### REQUIRED WORK:
Transcribe the data below verbatim from the line with "positive clicks: (780, 45)" to the line with "114L203 92L145 95L132". Include both of those lines.

**** RECORDS TO PROCESS ****

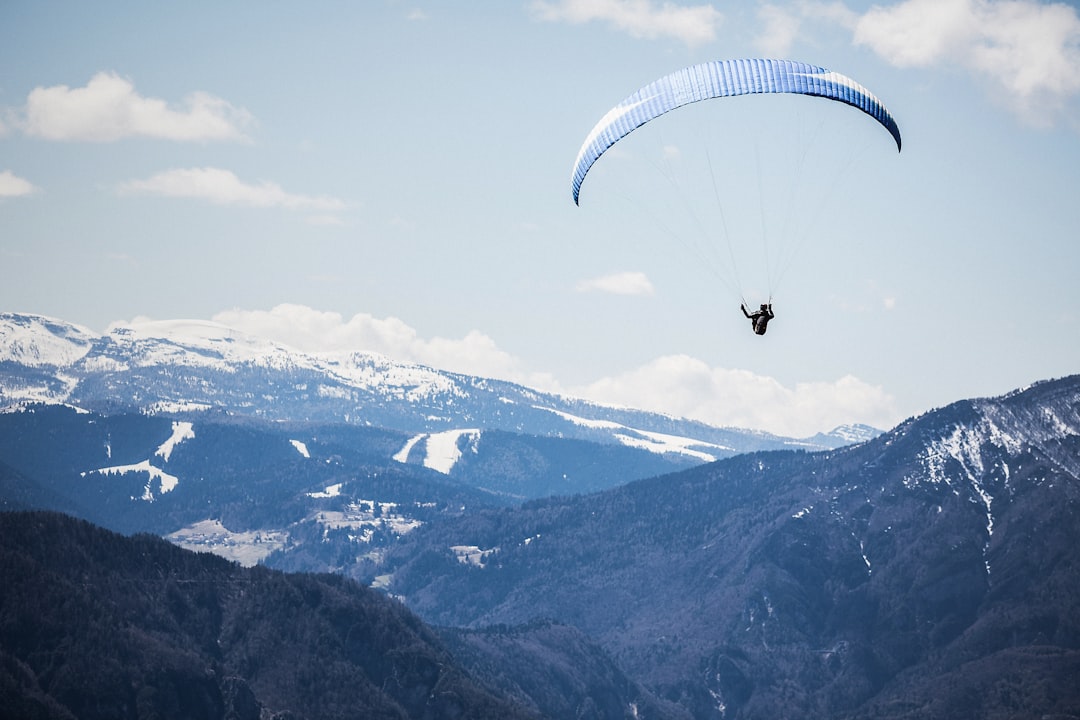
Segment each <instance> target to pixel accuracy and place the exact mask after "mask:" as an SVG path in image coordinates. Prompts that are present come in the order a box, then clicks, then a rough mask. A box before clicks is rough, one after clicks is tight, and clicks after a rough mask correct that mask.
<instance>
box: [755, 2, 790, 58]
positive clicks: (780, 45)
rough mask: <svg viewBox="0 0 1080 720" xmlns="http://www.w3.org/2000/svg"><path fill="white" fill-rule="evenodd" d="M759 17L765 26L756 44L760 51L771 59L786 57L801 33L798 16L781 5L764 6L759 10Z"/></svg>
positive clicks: (763, 24)
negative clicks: (775, 57) (788, 50)
mask: <svg viewBox="0 0 1080 720" xmlns="http://www.w3.org/2000/svg"><path fill="white" fill-rule="evenodd" d="M757 15H758V19H760V21H761V23H762V25H765V29H764V30H762V32H761V33H760V35H759V36H758V38H757V41H756V43H755V44H756V45H757V47H758V50H760V51H761V54H762V55H766V56H769V57H784V56H786V55H787V52H788V50H791V47H792V44H793V43H794V42H795V38H796V37H798V33H799V27H800V25H801V23H800V18H799V16H798V14H796V13H794V12H792V11H791V10H788V9H786V8H781V6H780V5H774V4H764V5H761V6H760V8H758V11H757Z"/></svg>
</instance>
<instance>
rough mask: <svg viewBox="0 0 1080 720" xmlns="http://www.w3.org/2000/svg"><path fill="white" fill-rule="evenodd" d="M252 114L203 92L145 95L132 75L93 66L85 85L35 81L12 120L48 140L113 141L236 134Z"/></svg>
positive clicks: (247, 122)
mask: <svg viewBox="0 0 1080 720" xmlns="http://www.w3.org/2000/svg"><path fill="white" fill-rule="evenodd" d="M252 120H253V119H252V116H251V113H248V112H247V111H246V110H244V109H242V108H237V107H234V106H232V105H230V104H229V103H227V101H226V100H222V99H221V98H218V97H215V96H213V95H210V94H207V93H201V92H197V93H191V94H190V95H188V96H187V97H186V98H185V100H184V101H183V103H181V104H180V105H179V106H178V107H170V105H168V104H167V103H166V101H165V100H163V99H159V98H154V97H144V96H141V95H139V94H138V93H137V92H136V91H135V86H134V85H133V84H132V82H131V81H129V80H126V79H125V78H121V77H120V76H118V74H116V73H113V72H98V73H97V74H95V76H94V77H93V78H91V80H90V82H89V83H86V85H85V86H84V87H68V86H67V85H53V86H51V87H37V89H35V90H32V91H31V92H30V94H29V96H27V99H26V107H25V108H24V109H23V110H22V112H18V113H16V119H15V120H14V121H13V124H14V125H15V126H17V127H19V128H22V131H23V132H25V133H26V134H27V135H31V136H35V137H41V138H45V139H49V140H86V141H95V142H112V141H116V140H119V139H122V138H125V137H154V138H161V139H167V140H181V141H198V140H240V139H245V135H244V130H243V128H244V127H246V126H247V125H249V124H251V123H252Z"/></svg>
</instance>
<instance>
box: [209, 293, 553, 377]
mask: <svg viewBox="0 0 1080 720" xmlns="http://www.w3.org/2000/svg"><path fill="white" fill-rule="evenodd" d="M213 320H214V322H217V323H221V324H222V325H227V326H229V327H232V328H235V329H239V330H243V331H245V332H248V334H251V335H255V336H257V337H264V338H270V339H273V340H276V341H279V342H283V343H285V344H287V345H289V347H293V348H296V349H298V350H303V351H307V352H342V351H349V352H353V351H365V352H375V353H379V354H381V355H386V356H387V357H390V358H393V359H396V361H402V362H408V363H419V364H421V365H427V366H430V367H435V368H440V369H443V370H450V371H456V372H467V373H471V375H478V376H481V377H488V378H500V379H505V380H513V381H515V382H524V383H527V384H530V385H534V386H548V385H550V384H551V379H550V378H548V377H545V376H539V375H527V373H526V372H525V371H524V370H523V369H522V365H521V361H519V359H518V358H516V357H514V356H513V355H511V354H510V353H507V352H505V351H502V350H500V349H499V348H498V347H497V344H496V342H495V340H492V339H491V338H490V337H488V336H487V335H485V334H483V332H481V331H478V330H472V331H470V332H468V334H467V335H465V336H464V337H462V338H438V337H436V338H421V337H420V335H419V334H418V332H417V331H416V330H415V329H414V328H413V327H410V326H409V325H407V324H406V323H404V322H403V321H401V320H399V318H396V317H386V318H379V317H374V316H373V315H368V314H366V313H357V314H355V315H353V316H352V317H350V318H346V317H343V316H342V315H341V314H339V313H336V312H323V311H319V310H313V309H312V308H308V307H306V305H299V304H287V303H286V304H280V305H276V307H275V308H273V309H272V310H269V311H264V310H255V311H247V310H230V311H226V312H221V313H218V314H217V315H215V316H214V317H213Z"/></svg>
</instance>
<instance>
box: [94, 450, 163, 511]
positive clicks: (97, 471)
mask: <svg viewBox="0 0 1080 720" xmlns="http://www.w3.org/2000/svg"><path fill="white" fill-rule="evenodd" d="M127 473H147V474H148V475H149V477H148V478H147V481H146V488H145V489H144V491H143V495H141V498H140V500H145V501H147V502H153V501H154V497H153V489H152V488H153V481H154V480H158V485H159V487H160V489H161V494H164V493H166V492H172V491H173V490H174V489H175V488H176V485H177V484H178V483H179V479H178V478H177V477H176V476H175V475H170V474H168V473H166V472H165V471H163V470H161V468H159V467H154V466H153V465H151V464H150V461H149V460H144V461H143V462H140V463H136V464H134V465H113V466H112V467H98V468H97V470H92V471H89V472H85V473H82V477H85V476H87V475H126V474H127ZM132 500H135V498H134V497H132Z"/></svg>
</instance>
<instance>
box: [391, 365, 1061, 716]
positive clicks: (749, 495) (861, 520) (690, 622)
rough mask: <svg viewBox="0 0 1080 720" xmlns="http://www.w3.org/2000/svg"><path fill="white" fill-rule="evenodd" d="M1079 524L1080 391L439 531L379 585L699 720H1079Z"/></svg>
mask: <svg viewBox="0 0 1080 720" xmlns="http://www.w3.org/2000/svg"><path fill="white" fill-rule="evenodd" d="M1078 511H1080V376H1075V377H1070V378H1063V379H1059V380H1052V381H1045V382H1040V383H1036V384H1034V385H1030V386H1029V388H1027V389H1025V390H1023V391H1018V392H1014V393H1010V394H1009V395H1005V396H1002V397H1000V398H981V399H975V400H960V402H957V403H954V404H951V405H949V406H946V407H945V408H941V409H939V410H934V411H931V412H928V413H926V415H923V416H920V417H918V418H914V419H910V420H908V421H905V422H904V423H901V424H900V425H897V427H895V429H893V430H892V431H889V432H887V433H885V434H882V435H881V436H879V437H878V438H875V439H873V440H869V441H867V443H864V444H861V445H858V446H850V447H846V448H840V449H837V450H831V451H821V452H813V453H807V452H792V451H761V452H755V453H746V454H742V456H739V457H735V458H731V459H726V460H721V461H718V462H716V463H711V464H708V465H701V466H698V467H693V468H689V470H685V471H679V472H676V473H673V474H670V475H666V476H660V477H656V478H646V479H642V480H635V481H633V483H630V484H627V485H625V486H622V487H619V488H613V489H611V490H607V491H604V492H600V493H596V494H592V495H585V497H581V498H575V499H559V498H551V499H543V500H536V501H532V502H529V503H526V504H524V505H522V506H518V507H513V508H505V510H490V511H481V512H478V513H476V514H473V515H471V516H468V517H459V518H445V519H443V520H440V521H437V522H433V524H431V525H429V526H426V527H424V528H421V529H419V530H418V531H417V533H414V534H411V535H409V536H408V538H407V539H405V540H404V541H403V543H402V544H400V545H397V546H395V548H393V549H392V551H391V553H390V554H389V555H388V558H387V561H386V563H384V565H386V567H384V569H383V570H382V571H383V572H386V573H389V574H390V578H389V580H388V582H387V585H388V588H389V589H390V590H391V592H392V593H394V594H395V595H397V596H399V597H401V598H402V599H403V600H404V601H405V602H406V603H407V604H408V606H409V607H410V608H413V609H414V610H416V611H417V612H418V613H419V614H420V615H421V616H422V617H424V619H426V620H427V621H428V622H431V623H436V624H445V625H450V626H460V627H473V628H481V627H484V626H487V625H491V624H507V625H515V624H522V623H528V622H530V621H531V620H534V619H536V617H550V619H552V620H554V621H556V622H562V623H567V624H570V625H573V626H575V627H577V628H579V629H580V630H582V631H583V633H585V634H586V635H589V636H590V637H593V638H595V639H596V640H597V641H598V642H599V644H600V647H603V648H604V649H605V650H606V651H607V652H608V653H610V654H611V656H612V657H613V658H615V660H616V661H617V662H618V663H620V665H621V667H622V668H623V669H624V671H626V673H627V674H629V675H630V676H631V677H633V678H635V679H637V680H638V681H640V682H643V683H644V684H645V685H646V687H647V688H649V689H650V690H651V691H652V692H654V693H656V694H657V695H659V696H660V697H663V698H665V699H669V701H672V702H677V703H679V704H680V705H683V706H684V707H687V708H688V709H689V710H690V711H691V714H692V715H693V717H696V718H703V719H706V718H707V719H712V718H715V719H719V718H725V719H727V720H731V719H732V718H740V719H743V718H774V717H788V718H813V717H845V718H866V719H869V718H875V717H889V718H893V717H895V718H923V717H951V718H972V719H974V718H985V717H995V716H996V715H1001V714H1008V712H1012V715H1001V717H1025V718H1026V717H1030V718H1036V717H1042V715H1043V714H1053V712H1062V714H1064V715H1066V716H1067V715H1069V714H1074V715H1075V714H1077V712H1080V695H1078V694H1077V693H1076V692H1075V691H1074V690H1070V688H1071V685H1072V679H1074V676H1071V675H1069V671H1068V668H1072V667H1076V666H1077V663H1078V662H1080V624H1078V622H1077V620H1076V619H1077V617H1078V616H1080V593H1078V592H1077V590H1078V589H1080V565H1078V563H1076V562H1075V560H1074V559H1072V558H1074V548H1075V546H1076V543H1077V542H1080V522H1078V520H1077V517H1078V516H1080V513H1078ZM453 545H458V546H460V545H468V546H472V547H475V548H476V551H477V553H478V554H480V557H481V562H478V563H476V565H475V566H472V567H464V566H462V565H461V563H460V562H456V561H453V556H451V555H449V554H448V553H447V551H446V549H445V548H446V547H447V546H453ZM556 568H557V573H554V572H553V570H552V569H556ZM661 608H662V609H663V611H662V612H658V609H661ZM1014 662H1015V665H1014V664H1013V663H1014ZM968 666H970V667H971V668H972V669H971V673H970V674H966V670H964V667H968ZM1040 683H1042V684H1040ZM995 687H1009V688H1011V690H1010V693H1012V694H1011V695H1010V696H1008V697H1005V696H1001V695H998V694H996V691H991V690H993V688H995ZM1049 689H1052V690H1049ZM1047 693H1049V695H1048V694H1047ZM1010 697H1011V699H1010ZM1010 708H1011V709H1010ZM1022 708H1026V709H1022Z"/></svg>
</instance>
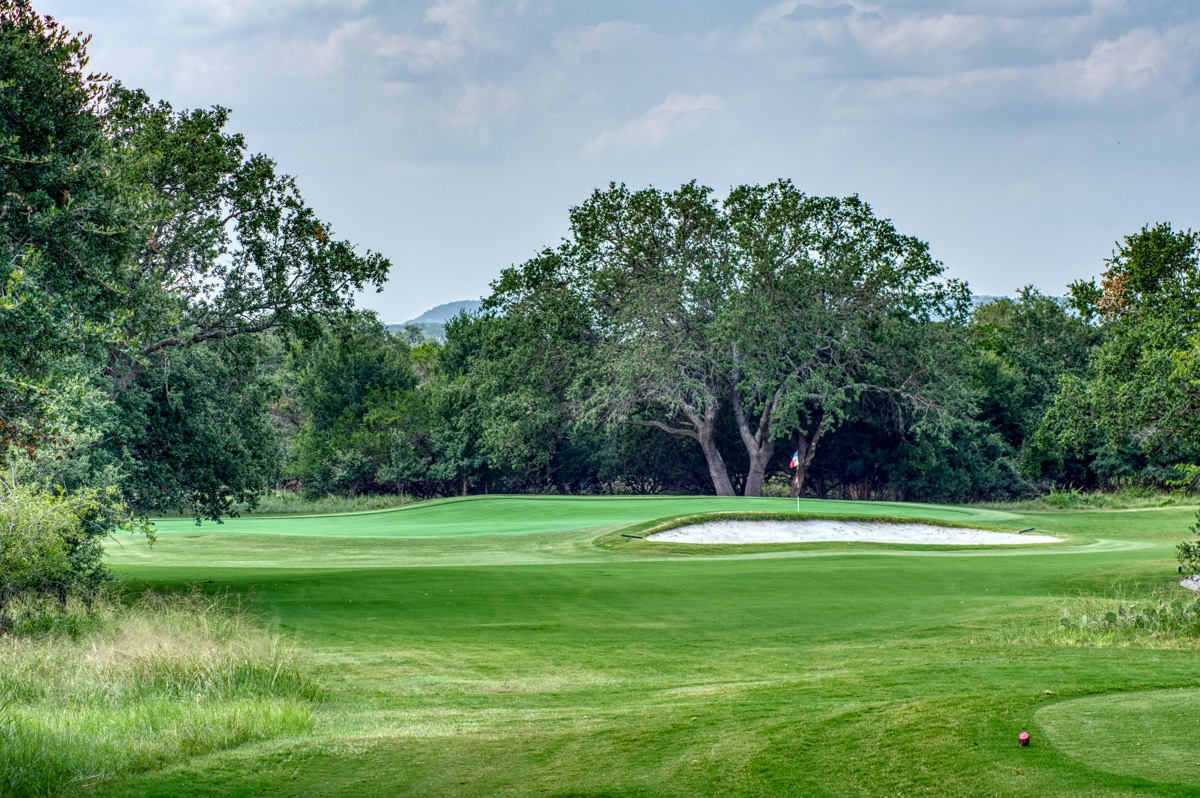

****

### RESULT OF THIS TASK:
positive clicks: (780, 45)
rough mask: <svg viewBox="0 0 1080 720" xmlns="http://www.w3.org/2000/svg"><path fill="white" fill-rule="evenodd" d="M759 17L765 26L756 44L760 51L771 59L786 57L801 33L798 16L781 5L764 6L759 10Z"/></svg>
positive clicks: (763, 24)
negative clicks: (775, 57) (788, 50)
mask: <svg viewBox="0 0 1080 720" xmlns="http://www.w3.org/2000/svg"><path fill="white" fill-rule="evenodd" d="M757 15H758V19H760V21H761V23H762V25H765V29H764V30H762V32H761V33H760V35H759V36H758V38H757V41H756V43H755V44H756V45H757V47H758V50H760V51H761V54H762V55H766V56H769V57H784V56H786V55H787V52H788V50H791V47H792V44H793V43H794V42H795V38H796V37H798V33H799V27H800V25H801V23H800V18H799V16H798V14H796V13H794V12H792V11H791V10H788V9H786V8H781V6H780V5H774V4H764V5H761V6H760V8H758V11H757Z"/></svg>
</instance>
<instance>
rough mask: <svg viewBox="0 0 1080 720" xmlns="http://www.w3.org/2000/svg"><path fill="white" fill-rule="evenodd" d="M252 114L203 92L145 95L132 75L93 66L85 85L35 81L12 120L48 140L113 141L236 134Z"/></svg>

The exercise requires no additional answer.